== Текстовый фрагмент

Но и внутри своей собственной структуры логика не может быть объектом себя самой в эмпирическом смысле, даже если речь при этом идет об объекте феноменальном, не историческом. Очевидно, что вайшешика выступает по отношению к ньяе как система эмпиризма, и потому ее категориальная схема, с точки зрения ньяи, выглядит как онтология. Однако это не предохраняет ньяю от двойственности, внутренней антиномичности, вытекающей из приведенного выше определения «джати» как «рода». Совершенно очевидно, что в этом определении мы имеем дело с незаконным применением рассудка в сфере мышления для целей познания. «Род», «общность» есть конструкция разума, и как таковая она не может опираться на интуицию фактов, не может использоваться как инструмент отыскания фактов Трансцендентальное применение рассудка требует его имманентной критики. И эта критика в ньяе осуществлена за счет различения второго, «софистического» значения «джати».

В «софистическом» значении «джати» толкуется как категория, посредством которой конструкции разума в правилах рассудка (типа «общность») критикуются имманентно, а именно, путем их логического обращения назад, в сферу рассудка, логического вывода, где и обнаруживается их «бесполезность», «непродуктивность». Логика побивается логикой. Во втором толковании «джати» мы имеем дело уже не с антиномиями опыта, а с настоящими диалектическими антиномиями логического мышления.

Во втором своем значении «джати» определяется как «ложный аналог», то есть как категория, содержащая в себе указание на безосновательное обобщение правил пользования рассудком. Применяя эту категорию, неосторожный диспутант вовлекается в бесплодную дискуссию. Это можно сравнить с началом нашего рассмотрения диалектики Канта как относящейся к правилам дискуссии на основе анализа способности суждения.

В «Ньяя-Сутре», 1.2.18, мы читаем-

sadharmyavaidharniyabhyam pratyavasthanam jatih. «Генерация есть расстановка (мысли) в отношении ее общего и разного содержимого совместно (т. е. принятие сходства и различия в отношении одного и того же содержания)».

Например, диспутант говорит: «Душа неактивна, ибо всепроницающа, как пространство».

====
== Извлеченные данные

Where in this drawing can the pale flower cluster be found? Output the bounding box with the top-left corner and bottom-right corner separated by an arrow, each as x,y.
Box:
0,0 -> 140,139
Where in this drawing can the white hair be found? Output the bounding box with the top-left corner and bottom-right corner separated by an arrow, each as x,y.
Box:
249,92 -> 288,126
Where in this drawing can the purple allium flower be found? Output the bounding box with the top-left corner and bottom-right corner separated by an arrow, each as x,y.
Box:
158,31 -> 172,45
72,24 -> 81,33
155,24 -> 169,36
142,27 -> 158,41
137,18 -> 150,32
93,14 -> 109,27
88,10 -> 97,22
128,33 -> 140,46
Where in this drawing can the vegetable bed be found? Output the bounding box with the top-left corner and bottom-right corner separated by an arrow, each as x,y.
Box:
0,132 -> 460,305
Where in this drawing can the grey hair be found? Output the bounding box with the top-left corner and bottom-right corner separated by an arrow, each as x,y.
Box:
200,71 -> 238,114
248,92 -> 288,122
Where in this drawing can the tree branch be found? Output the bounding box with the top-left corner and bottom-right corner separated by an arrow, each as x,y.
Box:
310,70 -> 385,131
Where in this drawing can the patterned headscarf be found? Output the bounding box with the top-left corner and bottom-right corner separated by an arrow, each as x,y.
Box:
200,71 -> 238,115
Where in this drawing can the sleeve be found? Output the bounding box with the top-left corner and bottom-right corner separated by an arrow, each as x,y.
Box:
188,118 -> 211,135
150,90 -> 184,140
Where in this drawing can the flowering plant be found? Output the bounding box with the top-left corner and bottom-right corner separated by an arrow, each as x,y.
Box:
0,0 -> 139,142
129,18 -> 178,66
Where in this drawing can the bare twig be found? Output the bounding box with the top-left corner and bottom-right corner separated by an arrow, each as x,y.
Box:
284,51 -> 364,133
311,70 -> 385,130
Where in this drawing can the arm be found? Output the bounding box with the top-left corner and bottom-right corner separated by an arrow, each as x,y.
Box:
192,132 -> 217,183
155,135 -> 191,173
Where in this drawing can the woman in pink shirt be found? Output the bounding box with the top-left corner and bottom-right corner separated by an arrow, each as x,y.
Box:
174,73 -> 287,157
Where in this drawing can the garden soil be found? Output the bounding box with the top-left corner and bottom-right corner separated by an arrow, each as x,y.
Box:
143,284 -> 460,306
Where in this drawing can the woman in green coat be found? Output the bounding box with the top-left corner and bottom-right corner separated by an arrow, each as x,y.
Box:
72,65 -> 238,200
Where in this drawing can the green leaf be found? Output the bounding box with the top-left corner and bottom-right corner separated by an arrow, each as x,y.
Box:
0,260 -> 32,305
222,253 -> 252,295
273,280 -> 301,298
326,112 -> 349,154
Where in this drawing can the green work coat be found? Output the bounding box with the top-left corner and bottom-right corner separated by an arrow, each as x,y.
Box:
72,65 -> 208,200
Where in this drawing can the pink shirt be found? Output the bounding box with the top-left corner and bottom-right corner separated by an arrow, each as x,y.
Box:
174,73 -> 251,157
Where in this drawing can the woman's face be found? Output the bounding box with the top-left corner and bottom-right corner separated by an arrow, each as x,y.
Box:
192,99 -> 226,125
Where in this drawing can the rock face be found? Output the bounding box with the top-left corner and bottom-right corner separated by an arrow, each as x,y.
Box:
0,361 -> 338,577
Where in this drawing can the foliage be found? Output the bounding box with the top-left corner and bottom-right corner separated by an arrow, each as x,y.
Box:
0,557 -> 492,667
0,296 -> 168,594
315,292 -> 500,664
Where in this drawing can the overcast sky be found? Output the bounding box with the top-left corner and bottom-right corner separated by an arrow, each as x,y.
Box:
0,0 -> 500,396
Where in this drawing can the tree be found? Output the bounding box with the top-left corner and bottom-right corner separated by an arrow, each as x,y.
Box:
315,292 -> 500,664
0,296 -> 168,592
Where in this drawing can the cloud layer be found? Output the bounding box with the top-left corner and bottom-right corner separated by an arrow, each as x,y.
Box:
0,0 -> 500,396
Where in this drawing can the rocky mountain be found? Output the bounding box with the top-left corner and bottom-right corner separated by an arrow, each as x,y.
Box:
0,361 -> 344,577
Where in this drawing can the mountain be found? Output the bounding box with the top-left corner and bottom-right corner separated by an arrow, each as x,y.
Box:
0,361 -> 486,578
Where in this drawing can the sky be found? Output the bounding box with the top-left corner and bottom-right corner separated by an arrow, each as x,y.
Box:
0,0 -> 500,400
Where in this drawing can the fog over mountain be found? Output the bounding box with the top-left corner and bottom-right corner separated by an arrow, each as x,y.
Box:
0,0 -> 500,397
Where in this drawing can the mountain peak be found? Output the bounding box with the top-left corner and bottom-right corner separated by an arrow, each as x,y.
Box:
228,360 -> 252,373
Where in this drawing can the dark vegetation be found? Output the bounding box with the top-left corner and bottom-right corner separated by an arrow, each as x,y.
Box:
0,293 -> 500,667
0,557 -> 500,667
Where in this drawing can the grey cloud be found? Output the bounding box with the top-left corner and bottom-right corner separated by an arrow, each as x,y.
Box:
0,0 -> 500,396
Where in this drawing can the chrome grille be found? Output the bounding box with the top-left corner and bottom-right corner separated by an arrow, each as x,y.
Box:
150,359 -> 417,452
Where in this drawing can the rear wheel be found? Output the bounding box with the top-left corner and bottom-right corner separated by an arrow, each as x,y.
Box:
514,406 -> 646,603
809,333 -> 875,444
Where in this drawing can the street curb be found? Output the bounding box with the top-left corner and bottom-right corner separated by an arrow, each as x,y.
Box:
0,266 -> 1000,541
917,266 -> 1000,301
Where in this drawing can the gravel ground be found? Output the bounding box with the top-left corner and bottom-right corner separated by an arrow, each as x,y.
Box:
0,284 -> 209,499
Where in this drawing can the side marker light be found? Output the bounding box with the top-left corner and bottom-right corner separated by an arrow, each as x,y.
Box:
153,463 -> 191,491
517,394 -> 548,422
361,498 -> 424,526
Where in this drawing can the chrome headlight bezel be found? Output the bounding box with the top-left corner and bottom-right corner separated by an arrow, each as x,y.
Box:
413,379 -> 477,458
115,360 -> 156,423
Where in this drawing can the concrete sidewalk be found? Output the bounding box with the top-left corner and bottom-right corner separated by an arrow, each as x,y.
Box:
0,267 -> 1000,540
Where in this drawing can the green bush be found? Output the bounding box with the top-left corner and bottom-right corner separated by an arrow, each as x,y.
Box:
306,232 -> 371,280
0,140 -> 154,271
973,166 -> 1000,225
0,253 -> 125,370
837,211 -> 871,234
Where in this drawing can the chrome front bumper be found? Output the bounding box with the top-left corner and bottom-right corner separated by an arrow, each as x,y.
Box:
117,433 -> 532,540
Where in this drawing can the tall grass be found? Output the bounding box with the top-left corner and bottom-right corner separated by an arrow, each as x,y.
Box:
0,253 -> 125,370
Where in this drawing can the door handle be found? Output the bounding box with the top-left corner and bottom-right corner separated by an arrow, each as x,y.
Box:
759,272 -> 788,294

====

Условие задания:
Ответьте на вопросы по фрагменту о ньяе.
1. Какая система выступает по отношению к ньяе как система эмпиризма?
2. Как «джати» определяется во втором своем значении?
3. Какой раздел «Ньяя-Сутры» цитируется во фрагменте?

Ответ к заданию:
1. Вайшешика.
2. Как «ложный аналог».
3. Раздел 1.2.18.